> [Prompt]
Reproduce every one of the records below line for line, without changing a single character.

> [Records to process]
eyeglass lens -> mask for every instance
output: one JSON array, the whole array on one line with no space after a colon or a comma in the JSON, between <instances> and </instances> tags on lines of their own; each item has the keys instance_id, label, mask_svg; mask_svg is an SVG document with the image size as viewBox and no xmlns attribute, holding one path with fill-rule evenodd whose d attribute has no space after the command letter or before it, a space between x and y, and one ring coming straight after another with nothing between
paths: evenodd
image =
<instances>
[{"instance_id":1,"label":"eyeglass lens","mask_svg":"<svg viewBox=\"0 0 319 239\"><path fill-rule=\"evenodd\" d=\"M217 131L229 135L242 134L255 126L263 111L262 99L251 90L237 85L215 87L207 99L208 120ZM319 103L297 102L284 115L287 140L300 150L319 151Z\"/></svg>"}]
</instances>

> [Full response]
eyeglass lens -> mask for every instance
output: one JSON array, the whole array on one line with no space after a colon or a comma in the JSON, between <instances> and </instances> tags on lines of their own; each item has the keys instance_id, label, mask_svg; mask_svg is an SVG document with the image size as viewBox and no xmlns attribute, holding one path with fill-rule evenodd whose d attribute has no space after the command letter or before it, a space between x and y, and one ring coming straight after another with nothing between
paths: evenodd
image =
<instances>
[{"instance_id":1,"label":"eyeglass lens","mask_svg":"<svg viewBox=\"0 0 319 239\"><path fill-rule=\"evenodd\" d=\"M217 131L229 135L242 134L255 126L263 111L262 99L251 90L237 85L215 87L207 99L208 120ZM319 103L297 102L284 115L287 140L300 150L319 151Z\"/></svg>"}]
</instances>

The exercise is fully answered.